Excerpt to read:

—————

If working to timed appointments, find out:
- if the rate per hour is realistic for the type of caseload, if you are self-employed
- if you able to rebook later appointments to accommodate complex cases (such as mental health, safeguarding) or if there is a mechanism for claiming overtime due to having to extend the planned session
- how much of the follow-on administration will fall to you and how much can be delegated to support staff: for example, obtaining missing clinic letters, completing complex referral forms, adding test requests to systems, or completing forms requested by patient (such as insurance forms and TWIMC letters)
- whether additional paid admin time will be allowed to respond to complaints, to log SEAs or to attend SEA meetings. If working without a pre-defined clinic allocated to you, the employer should inform you of the rough expectation of consults per hour, and what mechanisms are available to offer continuity to the patients you see who require a follow-up appointment
- whether you will be remunerated if you have to discuss a case with the Coroner’s Officer or complete a medical certificate of cause of death at a later date.
Many remote working roles are for large organisations where continuity of care is less common than in the average GP practice. Your patient may already have explained their problem to several clinicians and the problem may be partly under investigation. You may need to piece together what has happened already by looking through existing documents and results.
If appointment slots are only opened at very short notice, it may be difficult to arrange patient follow-ups with you, which can make the role less fulfilling or more frustrating for you both.

—————

Stored data:
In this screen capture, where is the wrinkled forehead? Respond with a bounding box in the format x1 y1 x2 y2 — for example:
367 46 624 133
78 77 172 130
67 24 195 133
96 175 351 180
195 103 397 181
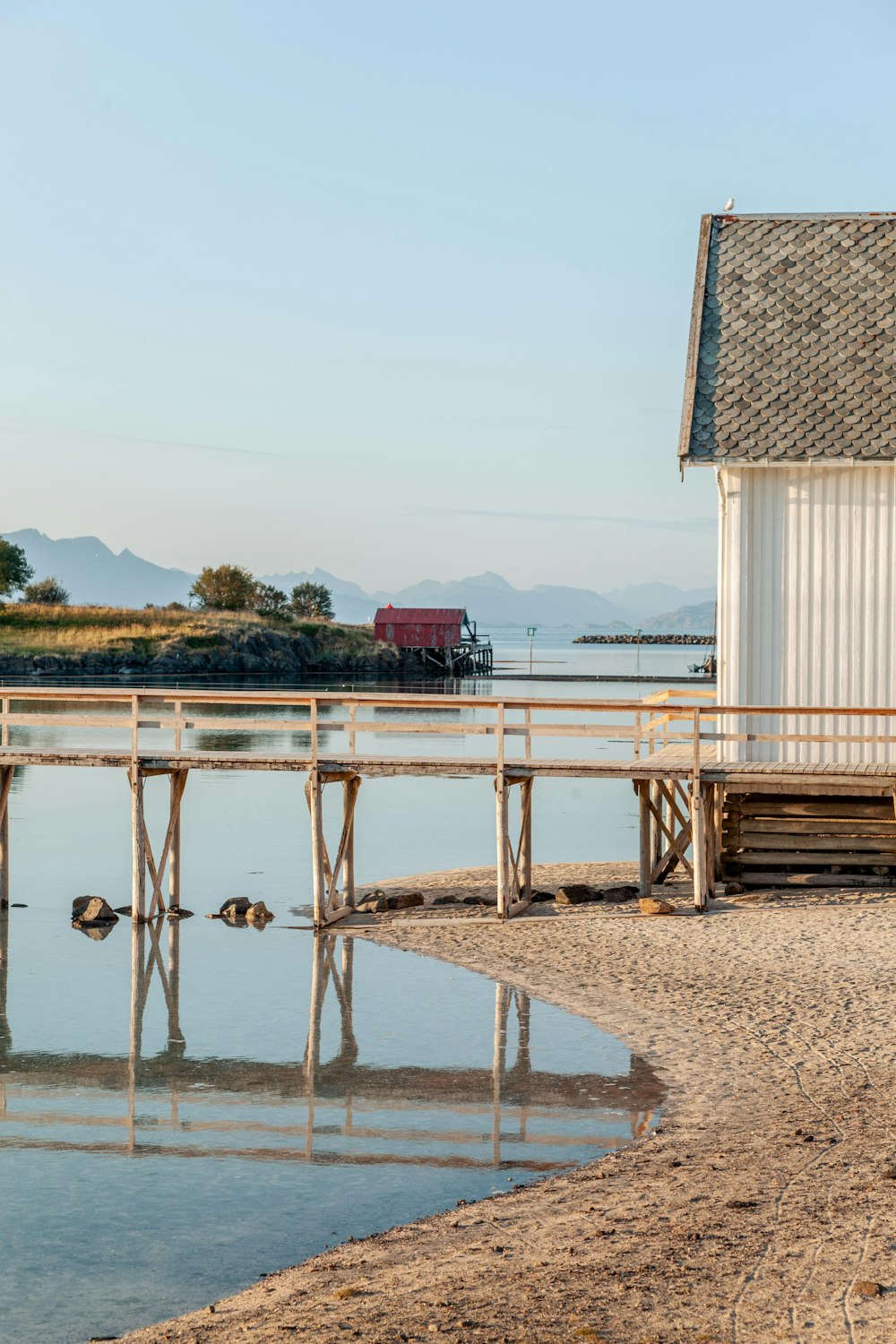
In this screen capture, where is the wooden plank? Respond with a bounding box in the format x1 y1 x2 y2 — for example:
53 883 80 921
726 817 896 841
691 784 710 911
637 780 654 897
726 835 896 855
130 771 146 924
734 849 896 881
495 771 511 919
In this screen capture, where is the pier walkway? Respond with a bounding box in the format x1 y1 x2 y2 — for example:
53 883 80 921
0 687 896 927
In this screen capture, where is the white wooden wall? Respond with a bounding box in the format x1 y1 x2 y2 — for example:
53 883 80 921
718 462 896 761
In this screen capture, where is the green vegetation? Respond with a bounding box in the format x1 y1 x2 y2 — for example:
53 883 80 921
22 578 68 607
189 564 256 612
289 583 333 621
0 537 33 599
189 564 333 621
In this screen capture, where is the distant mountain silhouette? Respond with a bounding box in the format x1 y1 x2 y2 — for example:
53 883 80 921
643 599 716 634
3 529 715 633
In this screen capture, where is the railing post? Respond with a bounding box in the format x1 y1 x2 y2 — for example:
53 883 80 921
130 763 146 924
309 696 317 774
495 703 511 919
691 706 710 910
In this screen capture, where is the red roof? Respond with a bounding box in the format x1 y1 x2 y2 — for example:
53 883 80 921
374 607 466 625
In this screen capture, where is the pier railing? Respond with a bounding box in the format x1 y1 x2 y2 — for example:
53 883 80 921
0 687 896 925
0 687 712 768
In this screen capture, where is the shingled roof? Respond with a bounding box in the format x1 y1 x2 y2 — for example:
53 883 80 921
678 214 896 465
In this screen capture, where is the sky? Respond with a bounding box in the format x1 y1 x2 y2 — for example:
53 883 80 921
0 0 896 590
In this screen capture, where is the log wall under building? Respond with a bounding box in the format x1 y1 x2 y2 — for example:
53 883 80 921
720 790 896 887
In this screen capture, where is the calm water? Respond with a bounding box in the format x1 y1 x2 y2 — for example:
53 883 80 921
0 914 662 1344
0 645 691 1344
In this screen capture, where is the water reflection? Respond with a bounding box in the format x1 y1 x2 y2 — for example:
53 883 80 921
0 910 662 1174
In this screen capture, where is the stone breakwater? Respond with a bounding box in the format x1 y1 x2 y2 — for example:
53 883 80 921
0 628 425 682
573 633 716 644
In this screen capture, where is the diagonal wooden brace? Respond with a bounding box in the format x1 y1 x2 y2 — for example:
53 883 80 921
495 771 532 919
305 771 361 927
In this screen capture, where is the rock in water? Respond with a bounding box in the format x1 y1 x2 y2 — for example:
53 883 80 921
218 897 253 919
71 897 118 924
355 897 387 916
385 892 423 910
638 897 676 916
557 883 603 906
71 919 114 943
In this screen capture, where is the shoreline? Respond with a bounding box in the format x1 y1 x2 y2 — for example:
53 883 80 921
122 863 896 1344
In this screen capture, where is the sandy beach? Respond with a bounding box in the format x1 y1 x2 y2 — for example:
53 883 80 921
124 865 896 1344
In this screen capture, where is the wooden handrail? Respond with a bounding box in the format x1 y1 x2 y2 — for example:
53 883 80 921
0 687 896 779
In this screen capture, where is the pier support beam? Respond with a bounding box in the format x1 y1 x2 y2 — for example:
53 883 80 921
0 765 14 910
495 771 532 919
130 766 146 924
305 771 361 929
127 766 189 924
635 780 659 898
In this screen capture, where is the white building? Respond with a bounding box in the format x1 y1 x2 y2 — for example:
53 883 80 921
678 212 896 761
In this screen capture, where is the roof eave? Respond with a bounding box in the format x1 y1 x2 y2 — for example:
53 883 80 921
678 215 715 472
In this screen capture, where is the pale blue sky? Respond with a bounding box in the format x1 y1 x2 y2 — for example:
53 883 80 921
0 0 896 589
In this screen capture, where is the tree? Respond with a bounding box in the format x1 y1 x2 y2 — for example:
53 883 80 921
248 583 289 616
289 583 333 621
0 537 33 599
189 564 255 612
22 578 70 607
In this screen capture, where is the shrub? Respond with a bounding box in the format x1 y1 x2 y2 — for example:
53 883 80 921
289 583 333 621
22 578 68 607
189 564 255 612
0 537 33 597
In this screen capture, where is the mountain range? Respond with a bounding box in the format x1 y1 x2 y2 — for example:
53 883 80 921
3 529 715 633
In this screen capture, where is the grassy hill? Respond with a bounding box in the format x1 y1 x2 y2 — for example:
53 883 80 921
0 602 401 676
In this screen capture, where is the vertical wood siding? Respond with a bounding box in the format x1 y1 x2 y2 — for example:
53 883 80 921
719 464 896 761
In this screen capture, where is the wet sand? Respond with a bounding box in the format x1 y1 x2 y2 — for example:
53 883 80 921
125 865 896 1344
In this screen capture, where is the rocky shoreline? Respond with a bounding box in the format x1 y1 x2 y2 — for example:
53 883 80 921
573 632 716 644
125 865 896 1344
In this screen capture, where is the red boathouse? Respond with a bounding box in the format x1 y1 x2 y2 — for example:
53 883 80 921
374 602 492 676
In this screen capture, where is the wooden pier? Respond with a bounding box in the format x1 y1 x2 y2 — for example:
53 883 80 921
0 687 896 927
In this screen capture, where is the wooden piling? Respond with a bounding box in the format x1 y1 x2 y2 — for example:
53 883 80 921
130 768 146 924
168 771 186 906
691 780 710 911
495 771 511 919
637 780 654 897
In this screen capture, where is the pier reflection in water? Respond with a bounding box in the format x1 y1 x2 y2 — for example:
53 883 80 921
0 910 662 1344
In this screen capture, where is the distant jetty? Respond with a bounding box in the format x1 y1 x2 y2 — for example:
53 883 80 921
573 631 716 644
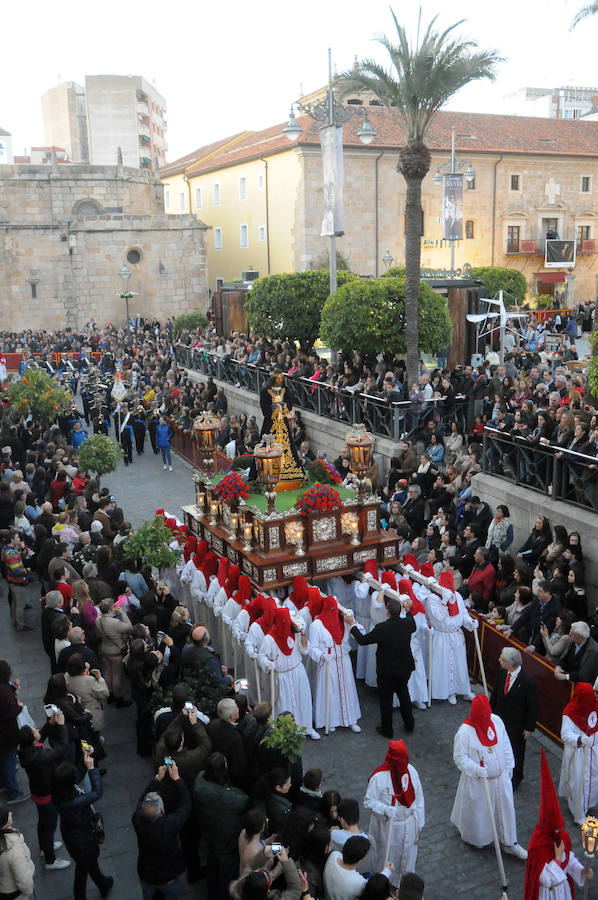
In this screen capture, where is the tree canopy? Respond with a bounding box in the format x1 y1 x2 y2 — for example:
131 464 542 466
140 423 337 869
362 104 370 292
245 269 358 349
320 277 452 355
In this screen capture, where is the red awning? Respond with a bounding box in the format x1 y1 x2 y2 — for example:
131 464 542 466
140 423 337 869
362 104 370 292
534 272 565 284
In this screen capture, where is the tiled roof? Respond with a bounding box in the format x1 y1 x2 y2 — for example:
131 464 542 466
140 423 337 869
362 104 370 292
160 107 598 177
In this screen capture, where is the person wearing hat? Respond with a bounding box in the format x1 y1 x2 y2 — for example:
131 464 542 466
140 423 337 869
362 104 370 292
363 741 426 884
523 748 594 900
133 405 147 456
559 679 598 825
422 571 478 705
451 694 527 859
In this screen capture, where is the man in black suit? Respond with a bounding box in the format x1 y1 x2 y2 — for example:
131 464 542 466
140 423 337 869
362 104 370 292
346 598 415 738
206 697 248 789
490 647 538 790
511 581 561 653
554 622 598 684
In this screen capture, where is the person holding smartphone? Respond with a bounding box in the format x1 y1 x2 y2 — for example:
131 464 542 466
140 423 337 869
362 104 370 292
18 704 70 872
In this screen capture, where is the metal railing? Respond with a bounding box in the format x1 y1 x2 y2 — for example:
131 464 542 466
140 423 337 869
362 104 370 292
174 344 467 441
482 427 598 512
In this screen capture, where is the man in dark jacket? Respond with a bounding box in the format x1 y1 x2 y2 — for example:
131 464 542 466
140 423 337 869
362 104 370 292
346 599 415 738
554 622 598 684
206 697 248 788
19 710 70 871
132 761 191 900
490 647 538 790
41 591 65 674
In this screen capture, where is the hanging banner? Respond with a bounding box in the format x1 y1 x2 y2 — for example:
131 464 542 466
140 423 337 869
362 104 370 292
320 125 345 237
544 240 575 269
442 173 463 241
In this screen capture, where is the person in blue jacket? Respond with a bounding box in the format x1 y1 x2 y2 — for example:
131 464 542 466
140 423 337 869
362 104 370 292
156 416 173 472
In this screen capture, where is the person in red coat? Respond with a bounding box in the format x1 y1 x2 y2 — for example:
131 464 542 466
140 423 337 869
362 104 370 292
462 547 496 612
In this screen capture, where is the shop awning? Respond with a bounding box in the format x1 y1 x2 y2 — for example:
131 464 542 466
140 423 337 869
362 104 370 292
534 272 565 284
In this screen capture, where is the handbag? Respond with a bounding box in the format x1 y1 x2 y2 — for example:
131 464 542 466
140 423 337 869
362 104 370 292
89 806 106 844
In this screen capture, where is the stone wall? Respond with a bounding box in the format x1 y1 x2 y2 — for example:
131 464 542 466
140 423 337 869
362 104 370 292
0 165 209 330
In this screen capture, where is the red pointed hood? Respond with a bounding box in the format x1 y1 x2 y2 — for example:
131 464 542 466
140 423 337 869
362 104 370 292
523 748 575 900
224 566 239 599
465 694 498 747
289 575 308 609
398 578 426 616
233 575 251 609
370 741 415 807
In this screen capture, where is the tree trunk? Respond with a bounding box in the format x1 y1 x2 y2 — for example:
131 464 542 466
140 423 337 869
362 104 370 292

—————

Actions to take:
- A) Extract the part of the excerpt on remote clinical work between "Many remote working" and "documents and results.", inclusive, copying it word for word.
- B) Answer these from the excerpt on remote clinical work:
(i) What two examples of complex cases are given?
(ii) With whom might you have to discuss a case at a later date?
(iii) What kind of organisations are many remote working roles for?

Solution set:
- A)
Many remote working roles are for large organisations where continuity of care is less common than in the average GP practice. Your patient may already have explained their problem to several clinicians and the problem may be partly under investigation. You may need to piece together what has happened already by looking through existing documents and results.

- B)
(i) Mental health and safeguarding.
(ii) The Coroner's Officer.
(iii) Large organisations.